_WORK REQUEST 1:_ In the reflection for the Memorial of St. Anthony, Abbot, what anniversary does the year 2033 mark?
_WORK REQUEST 2:_ Render this sentence from the reflection for the Memorial of St. Anthony, Abbot in Spanish: "Of course, we do not know for sure what the exact date and time was when he died, but it was roughly around 33 AD right before that year’s Passover weekend."
_WORK REQUEST 3:_ Carry on writing the reflection for the Memorial of St. Anthony, Abbot, beginning after its final sentence.

[[ TEXT EXCERPT open ]]

A Reflection for the Memorial of St. Anthony, Abbot
You can find today’s readings here.
Do not forget the works of the Lord!
What we have heard and know,
and what our fathers have declared to us,
we will declare to the generation to come
The glorious deeds of the LORD and his strength. (Psalms 78:3 & 4bc, 6c-7, 8)
It dawned on me recently that the year 2033, which when I was younger might have seemed like a year when we would have jetpacks and flying cars and fully-immersive virtual realities, is approaching us. 2033 will be the 2000th anniversary of the death of Christ. Of course, we do not know for sure what the exact date and time was when he died, but it was roughly around 33 AD right before that year’s Passover weekend. Then, as we all know, three days later, he rose from the dead and spent 40 days with his disciples, imparting upon them the sacred duty of spreading his word throughout the world on the very first Pentecost.

[[ TEXT EXCERPT closed ]]
[[ INFORMATION open ]]

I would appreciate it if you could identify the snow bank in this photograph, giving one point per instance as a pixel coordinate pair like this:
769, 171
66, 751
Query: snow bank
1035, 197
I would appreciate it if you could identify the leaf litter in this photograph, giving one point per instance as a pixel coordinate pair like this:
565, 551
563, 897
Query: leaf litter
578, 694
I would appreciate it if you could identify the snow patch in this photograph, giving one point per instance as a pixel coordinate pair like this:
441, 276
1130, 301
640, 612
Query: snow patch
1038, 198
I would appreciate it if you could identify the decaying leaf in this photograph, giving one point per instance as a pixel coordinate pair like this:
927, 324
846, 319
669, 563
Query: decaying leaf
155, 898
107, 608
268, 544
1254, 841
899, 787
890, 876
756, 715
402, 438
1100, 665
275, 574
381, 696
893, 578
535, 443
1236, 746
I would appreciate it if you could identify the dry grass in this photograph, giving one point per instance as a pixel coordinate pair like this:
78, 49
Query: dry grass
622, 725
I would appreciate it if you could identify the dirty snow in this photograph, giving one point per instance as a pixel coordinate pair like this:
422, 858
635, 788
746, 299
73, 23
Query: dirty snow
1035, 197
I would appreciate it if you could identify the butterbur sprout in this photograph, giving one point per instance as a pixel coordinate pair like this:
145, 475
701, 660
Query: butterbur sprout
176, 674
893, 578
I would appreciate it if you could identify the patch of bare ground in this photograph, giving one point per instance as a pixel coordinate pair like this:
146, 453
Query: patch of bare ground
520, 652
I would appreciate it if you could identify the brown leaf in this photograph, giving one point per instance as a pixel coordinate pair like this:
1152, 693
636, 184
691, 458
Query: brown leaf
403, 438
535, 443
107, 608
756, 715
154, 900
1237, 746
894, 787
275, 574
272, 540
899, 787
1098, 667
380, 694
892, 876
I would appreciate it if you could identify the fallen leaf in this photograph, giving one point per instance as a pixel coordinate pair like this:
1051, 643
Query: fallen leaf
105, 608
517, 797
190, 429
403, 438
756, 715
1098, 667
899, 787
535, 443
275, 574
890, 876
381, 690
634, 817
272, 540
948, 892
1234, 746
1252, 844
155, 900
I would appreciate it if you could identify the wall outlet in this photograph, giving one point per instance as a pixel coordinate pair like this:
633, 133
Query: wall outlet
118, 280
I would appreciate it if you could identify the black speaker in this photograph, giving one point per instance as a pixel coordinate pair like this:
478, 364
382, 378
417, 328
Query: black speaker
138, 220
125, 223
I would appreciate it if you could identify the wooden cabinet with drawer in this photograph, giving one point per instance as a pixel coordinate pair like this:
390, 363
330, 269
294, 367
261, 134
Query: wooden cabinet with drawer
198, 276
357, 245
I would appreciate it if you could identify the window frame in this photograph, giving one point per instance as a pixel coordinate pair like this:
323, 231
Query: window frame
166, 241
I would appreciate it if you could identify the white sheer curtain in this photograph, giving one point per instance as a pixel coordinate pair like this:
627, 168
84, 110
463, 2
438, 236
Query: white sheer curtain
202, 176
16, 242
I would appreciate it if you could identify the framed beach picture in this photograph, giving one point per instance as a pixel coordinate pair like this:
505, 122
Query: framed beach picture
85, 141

[[ INFORMATION closed ]]

_EXPECTED ANSWER 1:_ The year 2033 will be the 2000th anniversary of the death of Christ.

_EXPECTED ANSWER 2:_ Por supuesto, no sabemos con certeza cuáles fueron la fecha y la hora exactas de su muerte, pero fue aproximadamente alrededor del año 33 d. C., justo antes del fin de semana de la Pascua judía de ese año.

_EXPECTED ANSWER 3:_
Reflecting on this realization, I realized how odd it was to have the 2000th anniversary of anything at all. The Catholic Church is traditionally considered to have been founded during the aforementioned first Pentecost, also in 33 AD, which means that the end of Jesus’ ministry is really just the beginning of our ministry as led by St. Peter and his successors. Pope Francis is the most recent of these, the 266th pontiff and head of the Catholic faith, standard bearer of a tradition that goes back two millennia.
I started thinking about this when someone mentioned to me that they thought Jubilee years did not happen often enough. There is one happening right now, with many faithful already having traveled to Rome to partake in the celebrations and to receive plenary indulgences, but the next one will not happen until 2050. By then, I will be in my mid-50s and the last time a Jubilee year happened, I hadn’t even turned three years old yet. (That’s not counting the extraordinary holy year, the Jubilee of Mercy, declared by Pope Francis in 2015.) It seems an awfully long time to our mortal perspectives, ones we measure in days and months and lifetimes. But the Catholic tradition has persisted for far longer than that; 25 years is a blink of an eye to a 2000 year old faith.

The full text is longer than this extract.